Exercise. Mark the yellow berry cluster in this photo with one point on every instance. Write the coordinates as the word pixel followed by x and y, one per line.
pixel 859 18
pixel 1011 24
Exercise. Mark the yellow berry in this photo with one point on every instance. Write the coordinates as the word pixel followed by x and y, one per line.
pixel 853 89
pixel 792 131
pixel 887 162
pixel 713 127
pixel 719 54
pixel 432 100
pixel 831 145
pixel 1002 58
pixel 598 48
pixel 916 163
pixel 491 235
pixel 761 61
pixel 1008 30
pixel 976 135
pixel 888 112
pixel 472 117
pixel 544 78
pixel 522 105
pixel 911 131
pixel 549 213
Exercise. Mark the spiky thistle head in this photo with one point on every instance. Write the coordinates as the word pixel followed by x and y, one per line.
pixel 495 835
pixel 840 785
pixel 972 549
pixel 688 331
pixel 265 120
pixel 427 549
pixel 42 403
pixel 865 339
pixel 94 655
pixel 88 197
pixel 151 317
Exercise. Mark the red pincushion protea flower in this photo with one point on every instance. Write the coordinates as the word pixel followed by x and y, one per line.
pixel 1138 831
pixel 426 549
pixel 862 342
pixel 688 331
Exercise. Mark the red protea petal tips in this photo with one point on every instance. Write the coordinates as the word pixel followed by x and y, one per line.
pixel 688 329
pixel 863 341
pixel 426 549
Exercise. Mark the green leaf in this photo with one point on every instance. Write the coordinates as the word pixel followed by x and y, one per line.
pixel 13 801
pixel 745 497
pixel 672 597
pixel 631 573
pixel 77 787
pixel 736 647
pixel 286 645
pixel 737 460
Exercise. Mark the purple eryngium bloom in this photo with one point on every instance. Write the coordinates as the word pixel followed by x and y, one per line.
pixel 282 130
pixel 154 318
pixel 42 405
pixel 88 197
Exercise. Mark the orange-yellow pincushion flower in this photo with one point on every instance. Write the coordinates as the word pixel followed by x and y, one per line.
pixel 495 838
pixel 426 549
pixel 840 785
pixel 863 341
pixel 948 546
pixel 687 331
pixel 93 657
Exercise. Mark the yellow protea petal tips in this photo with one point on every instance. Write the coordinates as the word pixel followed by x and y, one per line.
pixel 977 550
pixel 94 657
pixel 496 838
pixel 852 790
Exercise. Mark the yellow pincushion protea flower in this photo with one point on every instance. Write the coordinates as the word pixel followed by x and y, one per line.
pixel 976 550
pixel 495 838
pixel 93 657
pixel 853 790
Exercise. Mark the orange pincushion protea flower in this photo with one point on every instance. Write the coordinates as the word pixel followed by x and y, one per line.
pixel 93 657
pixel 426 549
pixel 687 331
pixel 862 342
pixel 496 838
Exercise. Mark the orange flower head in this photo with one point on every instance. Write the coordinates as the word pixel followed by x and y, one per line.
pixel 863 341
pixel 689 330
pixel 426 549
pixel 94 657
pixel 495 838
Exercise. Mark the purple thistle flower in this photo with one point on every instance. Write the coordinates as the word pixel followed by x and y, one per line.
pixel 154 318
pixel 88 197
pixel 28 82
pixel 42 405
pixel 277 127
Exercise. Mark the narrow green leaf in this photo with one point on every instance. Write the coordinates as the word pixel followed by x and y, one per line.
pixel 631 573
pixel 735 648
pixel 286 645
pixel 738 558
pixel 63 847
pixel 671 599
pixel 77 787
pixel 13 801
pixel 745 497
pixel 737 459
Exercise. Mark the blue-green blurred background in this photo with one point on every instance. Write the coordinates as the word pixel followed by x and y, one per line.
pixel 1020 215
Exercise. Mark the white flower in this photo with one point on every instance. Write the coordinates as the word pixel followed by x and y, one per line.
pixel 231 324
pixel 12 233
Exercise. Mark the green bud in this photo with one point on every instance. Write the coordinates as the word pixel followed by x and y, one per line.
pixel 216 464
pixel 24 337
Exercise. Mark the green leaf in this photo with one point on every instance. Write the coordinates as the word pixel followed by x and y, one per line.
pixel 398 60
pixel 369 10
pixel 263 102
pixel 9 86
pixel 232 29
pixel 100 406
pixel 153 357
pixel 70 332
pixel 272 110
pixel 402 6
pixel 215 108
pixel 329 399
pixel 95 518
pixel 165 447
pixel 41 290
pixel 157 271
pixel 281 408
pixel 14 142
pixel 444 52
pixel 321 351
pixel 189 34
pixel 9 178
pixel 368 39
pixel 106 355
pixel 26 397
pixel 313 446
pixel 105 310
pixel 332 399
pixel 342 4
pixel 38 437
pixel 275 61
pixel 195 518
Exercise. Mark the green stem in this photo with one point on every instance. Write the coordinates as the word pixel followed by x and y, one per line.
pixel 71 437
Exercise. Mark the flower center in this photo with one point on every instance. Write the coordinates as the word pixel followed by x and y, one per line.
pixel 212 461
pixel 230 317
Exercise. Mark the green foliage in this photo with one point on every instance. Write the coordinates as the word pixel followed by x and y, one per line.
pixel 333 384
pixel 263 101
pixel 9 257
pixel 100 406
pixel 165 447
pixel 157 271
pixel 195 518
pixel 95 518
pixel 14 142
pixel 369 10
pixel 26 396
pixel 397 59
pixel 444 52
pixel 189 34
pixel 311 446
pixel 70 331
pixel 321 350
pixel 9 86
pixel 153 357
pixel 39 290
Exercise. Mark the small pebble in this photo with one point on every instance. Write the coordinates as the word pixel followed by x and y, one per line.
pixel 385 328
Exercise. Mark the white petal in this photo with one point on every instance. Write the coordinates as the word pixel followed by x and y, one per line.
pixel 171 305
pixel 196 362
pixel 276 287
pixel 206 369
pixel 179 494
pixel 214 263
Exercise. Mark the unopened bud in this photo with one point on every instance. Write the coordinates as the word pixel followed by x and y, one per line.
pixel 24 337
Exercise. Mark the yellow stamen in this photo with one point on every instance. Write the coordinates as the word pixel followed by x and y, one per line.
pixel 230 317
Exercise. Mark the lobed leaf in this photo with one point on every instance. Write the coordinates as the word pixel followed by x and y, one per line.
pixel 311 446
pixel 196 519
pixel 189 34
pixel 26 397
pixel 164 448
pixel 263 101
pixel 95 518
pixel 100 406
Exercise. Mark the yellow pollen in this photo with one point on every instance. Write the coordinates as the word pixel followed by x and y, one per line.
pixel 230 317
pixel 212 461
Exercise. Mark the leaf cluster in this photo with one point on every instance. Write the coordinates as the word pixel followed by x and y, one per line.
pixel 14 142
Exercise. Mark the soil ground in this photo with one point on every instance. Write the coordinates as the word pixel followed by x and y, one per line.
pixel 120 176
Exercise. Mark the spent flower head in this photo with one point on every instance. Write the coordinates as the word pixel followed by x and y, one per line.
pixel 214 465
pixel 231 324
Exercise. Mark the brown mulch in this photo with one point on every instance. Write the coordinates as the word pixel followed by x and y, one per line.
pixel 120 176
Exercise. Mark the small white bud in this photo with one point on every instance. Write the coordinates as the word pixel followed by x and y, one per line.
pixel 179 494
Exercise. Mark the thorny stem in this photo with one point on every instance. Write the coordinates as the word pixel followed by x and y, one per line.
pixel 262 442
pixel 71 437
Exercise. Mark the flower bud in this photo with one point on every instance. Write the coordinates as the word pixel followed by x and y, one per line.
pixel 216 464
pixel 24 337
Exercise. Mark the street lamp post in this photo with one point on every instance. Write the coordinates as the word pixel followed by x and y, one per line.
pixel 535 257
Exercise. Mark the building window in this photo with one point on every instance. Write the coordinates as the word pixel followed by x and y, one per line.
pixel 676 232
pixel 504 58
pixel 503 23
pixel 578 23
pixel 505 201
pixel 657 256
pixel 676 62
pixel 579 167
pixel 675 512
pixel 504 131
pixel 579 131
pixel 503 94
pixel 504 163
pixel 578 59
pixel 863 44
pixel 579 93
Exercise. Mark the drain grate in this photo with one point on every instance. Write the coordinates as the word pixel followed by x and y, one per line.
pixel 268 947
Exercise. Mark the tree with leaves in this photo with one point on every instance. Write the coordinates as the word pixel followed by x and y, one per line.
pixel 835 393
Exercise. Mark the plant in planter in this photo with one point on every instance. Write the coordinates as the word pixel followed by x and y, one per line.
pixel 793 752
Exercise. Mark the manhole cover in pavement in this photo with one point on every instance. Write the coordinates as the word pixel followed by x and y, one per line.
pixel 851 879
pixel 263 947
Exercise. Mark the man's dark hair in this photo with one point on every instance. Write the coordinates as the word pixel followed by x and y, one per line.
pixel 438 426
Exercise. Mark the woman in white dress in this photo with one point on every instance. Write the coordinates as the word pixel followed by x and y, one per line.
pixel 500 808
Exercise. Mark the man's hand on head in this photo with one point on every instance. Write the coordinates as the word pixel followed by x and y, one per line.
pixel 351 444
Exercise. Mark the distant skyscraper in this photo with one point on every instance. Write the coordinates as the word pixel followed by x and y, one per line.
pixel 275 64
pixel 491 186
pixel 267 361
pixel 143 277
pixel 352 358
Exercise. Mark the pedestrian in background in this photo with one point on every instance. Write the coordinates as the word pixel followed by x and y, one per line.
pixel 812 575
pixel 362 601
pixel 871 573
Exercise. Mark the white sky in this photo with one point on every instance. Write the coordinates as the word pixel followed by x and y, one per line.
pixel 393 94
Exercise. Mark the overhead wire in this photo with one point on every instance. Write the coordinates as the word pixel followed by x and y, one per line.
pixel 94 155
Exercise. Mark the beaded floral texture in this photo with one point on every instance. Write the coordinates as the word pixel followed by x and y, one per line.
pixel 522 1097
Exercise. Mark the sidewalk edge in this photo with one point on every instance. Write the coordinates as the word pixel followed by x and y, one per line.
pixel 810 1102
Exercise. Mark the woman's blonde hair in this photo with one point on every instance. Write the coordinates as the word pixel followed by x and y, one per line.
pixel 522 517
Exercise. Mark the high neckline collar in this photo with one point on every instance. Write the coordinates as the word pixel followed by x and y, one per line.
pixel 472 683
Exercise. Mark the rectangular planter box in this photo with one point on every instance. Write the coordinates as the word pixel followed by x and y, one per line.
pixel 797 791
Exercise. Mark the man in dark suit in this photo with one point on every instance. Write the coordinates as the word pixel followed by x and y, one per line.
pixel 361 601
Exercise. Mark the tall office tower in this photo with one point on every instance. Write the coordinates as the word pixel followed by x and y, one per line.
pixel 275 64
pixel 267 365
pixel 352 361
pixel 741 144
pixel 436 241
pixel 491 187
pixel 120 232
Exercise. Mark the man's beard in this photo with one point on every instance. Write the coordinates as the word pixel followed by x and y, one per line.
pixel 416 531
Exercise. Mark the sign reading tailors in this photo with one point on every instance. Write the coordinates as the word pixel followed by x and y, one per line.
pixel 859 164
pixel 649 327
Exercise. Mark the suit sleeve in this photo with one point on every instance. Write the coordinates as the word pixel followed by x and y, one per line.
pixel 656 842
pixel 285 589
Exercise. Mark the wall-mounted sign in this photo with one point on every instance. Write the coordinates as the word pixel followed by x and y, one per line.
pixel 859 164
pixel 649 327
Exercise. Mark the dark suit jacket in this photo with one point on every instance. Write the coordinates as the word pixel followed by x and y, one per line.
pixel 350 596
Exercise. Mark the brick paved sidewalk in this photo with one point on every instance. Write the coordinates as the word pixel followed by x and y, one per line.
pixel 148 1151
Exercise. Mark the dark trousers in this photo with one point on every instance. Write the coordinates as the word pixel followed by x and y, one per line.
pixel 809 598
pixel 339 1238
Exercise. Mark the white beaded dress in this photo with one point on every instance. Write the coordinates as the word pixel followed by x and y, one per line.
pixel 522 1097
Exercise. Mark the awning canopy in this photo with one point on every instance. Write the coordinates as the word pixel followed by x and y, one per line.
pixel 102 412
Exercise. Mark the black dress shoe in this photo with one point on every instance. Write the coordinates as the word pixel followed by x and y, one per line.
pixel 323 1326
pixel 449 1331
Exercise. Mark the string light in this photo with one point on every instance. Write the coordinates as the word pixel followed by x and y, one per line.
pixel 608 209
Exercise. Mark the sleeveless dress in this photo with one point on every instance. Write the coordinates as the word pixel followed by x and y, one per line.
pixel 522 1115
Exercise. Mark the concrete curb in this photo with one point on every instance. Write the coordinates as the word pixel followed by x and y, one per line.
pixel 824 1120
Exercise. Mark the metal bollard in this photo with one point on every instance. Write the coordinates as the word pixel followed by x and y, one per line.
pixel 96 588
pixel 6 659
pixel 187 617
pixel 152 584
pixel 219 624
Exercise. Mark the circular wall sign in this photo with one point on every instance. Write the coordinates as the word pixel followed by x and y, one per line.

##############################

● **Job**: Copy verbatim every line from the one containing "Exercise. Mark the string" through the last line of the items, inclusive.

● **Task output**:
Exercise. Mark the string light in this photo with one point on every instance. Write the coordinates as the word pixel followed by x and y, one per line.
pixel 608 209
Exercise. Mark the sleeveless dress in this photo with one point on every instance. Write the coordinates as the word pixel followed by x and y, one per line.
pixel 522 1115
Exercise. Mark the concrete curb in this photo with one point on every instance. Write the coordinates as the word pixel followed by x and y, one per line.
pixel 824 1120
Exercise. Mark the metal bollard in this photo with one point on every instance. Write the coordinates as the word pixel followed by x and y, one per line.
pixel 96 588
pixel 6 659
pixel 187 617
pixel 152 584
pixel 219 624
Exercise. Mark the circular wall sign in this photo with one point on every instance. Write the coordinates as the word pixel followed by x and y, one per line.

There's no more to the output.